:: TEXTAUSZUG

Berufsgenossenschaften
Derzeit bestehen 25 gewerbliche Berufsgenossenschaften und 9 landwirtschaftliche Berufsgenossenschaften. Die gewerblichen Berufsgenossenschaften sind nach Wirtschaftszweigen gegliedert, die landwirtschaftlichen Berufsgenossenschaften sowie die Metall-Berufsgenossenschaft darüber hinaus auch noch nach Regionen.
Der persönliche Geltungsbereich der Unfallverhütungsvorschriften erstreckt sich grundsätzlich nur auf Mitgliedsunternehmen (Unternehmer und seine Beschäftigten) des jeweils rechtsetzenden Unfallversicherungsträgers.
Es gelten somit nur die Unfallverhütungsvorschriften der jeweils zuständigen Berufsgenossenschaft, in der das Unternehmen Mitglied ist.
Die für den Einzelhandel zuständige Berufsgenossenschaft (BG) ist zB die „Berufsgenossenschaft Handel und Warendistribution“ (seit dem 1. Januar 2008).

::::
:: BEREITGESTELLTES MATERIAL

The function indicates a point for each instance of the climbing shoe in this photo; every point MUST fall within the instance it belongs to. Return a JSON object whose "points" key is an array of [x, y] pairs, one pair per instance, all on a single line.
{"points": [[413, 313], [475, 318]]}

::::

**AUFGABE**
Führe den Textauszug über die Berufsgenossenschaften im Anschluss an seinen letzten Satz weiter.

**ANTWORT**
Vorschriften der Berufsgenossenschaften
Unfallverhütungsvorschriften, Richtlinien, Regeln und Merkblätter
Die Berufsgenossenschaften können für ihre Mitglieder (die Unternehmen) sowie die Versicherten (Arbeitnehmer) verbindliche Vorschriften erlassen. Diese Unfallverhütungsvorschriften bzw. berufsgenossenschaftlichen Vorschriften basieren auf der gesetzlichen Ermächtigung nach § 15 SBG VII.
Die Unfallverhütungsvorschriften haben gesetzliche Wirkung gegenüber den Mitgliedern und den Versicherten.
BSG, Urteil vom 24.10.1985 – 2 RU 13/85 (LSG Bayern, Urteil vom 11.12.1984 – L 3 U 275/83)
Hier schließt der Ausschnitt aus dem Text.